DOKUMEN SUMBER -
Meski demikian, kegiatan Musda DPD I Golkar ini bukan menjadi tema utama dalam tulisan ini, melainkan mencoba mengungkap kembali sejarah Golkar hingga menjadi Partai besar seperti sekarang. Hal ini penting untuk merefleksikan kembali keberadaan dan peran partai ini dalam sejarah perjalanan bangsa, untuk kemudian bangkit dan bersama-sama memajukan partai yang pada Pemilu 2009 lalu hanya berada di urutan kedua dalam perolehan suara secara nasional setelah Partai Demokrat.

DATA MENTAH -

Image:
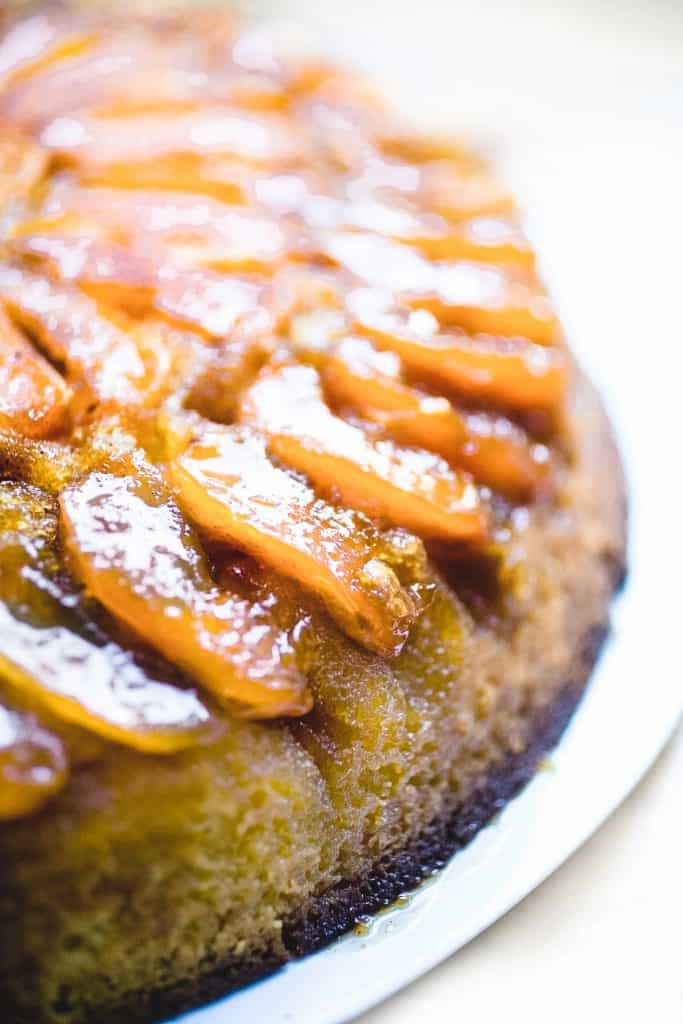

PETUNJUK TUGAS -
• A. Apakah tiap pernyataan ini sesuai dengan teks tentang sejarah Golkar di atas? Jawab ya atau tidak, lalu kutip kata-kata dari teks yang menentukan jawabannya. (i) Musda DPD I Golkar adalah tema utama tulisan itu. (ii) Pada Pemilu 2009, Golkar berada di urutan kedua dalam perolehan suara secara nasional. (iii) Pada Pemilu 2009, Partai Demokrat meraih suara lebih sedikit daripada Golkar.
• B. Kutip persis bagian teks tentang sejarah Golkar di antara "Meski demikian, kegiatan" dan "setelah Partai Demokrat.", termasuk kedua batas itu.
• C. Lanjutkan teks tentang sejarah Golkar setelah kalimat terakhirnya.

JAWABAN TIAP TUGAS -
• A.
(i) Tidak: "kegiatan Musda DPD I Golkar ini bukan menjadi tema utama dalam tulisan ini"
(ii) Ya: "pada Pemilu 2009 lalu hanya berada di urutan kedua dalam perolehan suara secara nasional"
(iii) Tidak: "hanya berada di urutan kedua dalam perolehan suara secara nasional setelah Partai Demokrat"

• B.
Meski demikian, kegiatan Musda DPD I Golkar ini bukan menjadi tema utama dalam tulisan ini, melainkan mencoba mengungkap kembali sejarah Golkar hingga menjadi Partai besar seperti sekarang. Hal ini penting untuk merefleksikan kembali keberadaan dan peran partai ini dalam sejarah perjalanan bangsa, untuk kemudian bangkit dan bersama-sama memajukan partai yang pada Pemilu 2009 lalu hanya berada di urutan kedua dalam perolehan suara secara nasional setelah Partai Demokrat.

• C.
Partai GOLKAR sebenarnya berawal dari tahun 1945, yaitu sejak dikeluarkannya Maklumat Presiden Soekarno Nomor X yang kemudian disusul Maklumat Pemerintah tanggal 3 Nopember 1945. Maklumat ini memberi kesempatan kepada masyarakat untuk mendirikan partai politik dengan ideologi yang beraneka ragam. Keluarnya Maklumat ini ternyata justru menimbulkan ketidak stabilan dalam politik dan keamanan.
Kondisi demikian ini membuat TNI mengambil langkah dengan menggalang golongan-golongan fungsional dengan maksud agar golongan tersebut dapat diajak turut serta dalam usaha pemulihan keamanan. Sebagai wadah kerjasama dibentuklah berbagai badan kerjasama sipil-militer, seperti Badan Kerjasama Buruh-Militer, Tani-Militer, Pemuda-Militer, Wanita-Militer, Ulama-Militer. Ajakan TNI ini mendapat sambutan baik dan positif dari golongan-golongan fungsional yang tidak berafiliasi kepada partai politik. Hal ini disebabkan kesamaan persepsi mengenai perjuangan melaksanakan pengabdian terhadap masyarakat, bangsa dan negara.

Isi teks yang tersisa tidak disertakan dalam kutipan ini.